_The problem_
Answer these questions using the passage below on NHS cancer diagnosis targets.
1. What share of patients were seen within the 28-day timeframe in October 2021?
2. How many people presented in December 2021?
3. What target and deadline did the government announce in the Commons?

_Source passage_
○ ○ ○ ○ ○ ○ ○
Who runs the NHS? With a £136 billion budget for NHS England and NHS Improvement eating up 17.5 per cent of tax revenue, there should be a clear answer to this. But ministers were left wondering when the time came to announce what the health service would achieve with its extra £12 billion from the tax rise. I write in this week’s magazine about the row over waiting lists and how ministers thought the extra cash would cut it to 5.5 million — only to be told it could possibly hit close to 11 million. But there was a row over another point too: the timeline for cancer care.
It’s no secret that cancer care was badly hit during lockdown, with a huge drop in diagnosis. As you’d expect there has been a sharp rise in urgent admissions now, with those who could have been diagnosed earlier only now coming forward. As part of the extra cash, ministers wanted a return to what’s called the ‘faster diagnosis standard’ for cancer: i.e. 75 per cent of patients with suspected cancer diagnosed or cleared within 28 days.
In October last year, as part of the discussions with government around what the extra cash injection would acheive, the NHS committed to returning to the ‘faster diagnosis standard’ for cancer by the end of 2022. But in the run-up to announcing the recovery plan, a timeline for achieving this was notably absent.
Ministers took issue with what seemed like a lack of ambition: 75 per cent hardly seemed onerous. In October 2021, over 73 per cent of patients were being seen in the 28 day timeframe. In November 2021, it was 71 per cent. With the 75 per cent target already tantalizingly close, why not commit to getting back to normal levels relatively soon?
The difficulty, NHS officials are quick to point out, is that as higher numbers of people present themselves for suspected cancer, that percentage is going to be difficult to maintain. In October last year, the NHS was processing roughly 225,000 who should be seen within 28 days. In November, when the percentage of people seen on time slipped, it was processing more: over 243,000 people.
More people were seen inside the timeframe in November than October (173,000 vs 165,000); and more people fell outside of it (nearly 70,000 compared to nearly 60,000). The NHS doesn’t know many more people will present themselves month-on-month, and so were hesitant to commit to a more ambitious timeline.
It’s a compelling point, but not without its flaws. In December 2021, the total number of people presenting fell to 218,634. But the percentage of people seen within 28 days fell too: down to 70.5 per cent, the lowest in some months. December was a month where Omicron was surging and the vaccine operation ramped up to deliver as many boosters as possible. So resources were, once again, diverted from normal procedures.
But this is exactly the case behind implementing metrics: to keep minds focused so that when numbers start to slip, there’s pressure to explain why. In the round, it’s about being accountable to patients and to taxpayers too. With the extra National Insurance revenue going to tackle the Covid backlog in the first year, it’s even more important that the public understand what is being achieved with the extra cash.
In the end, the NHS more or less won this battle. A target has been set — for more than two years down the road. Despite No. 10’s attempt to negotiate with the NHS, to commit to a 70 per cent target by September 2023 (which the NHS is already hitting), the target announced by Heath Secretary Sajid Javid in the Commons committed to the 75 per cent by March 2024 instead.
It’s an ultra-conservative timeline agreed between the NHS and government. But whether it’s value for money is another question indeed.
○ ○ ○ ○ ○ ○ ○
_Data provided_
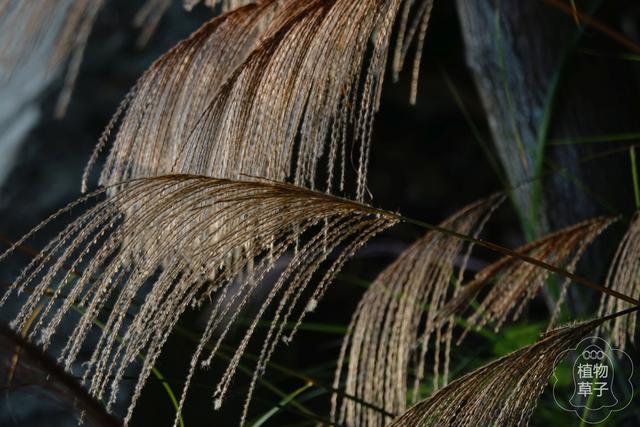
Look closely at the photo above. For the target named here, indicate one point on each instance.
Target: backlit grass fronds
○ ○ ○ ○ ○ ○ ○
_Solved problem_
1. Over 73 per cent.
2. 218,634.
3. 75 per cent by March 2024.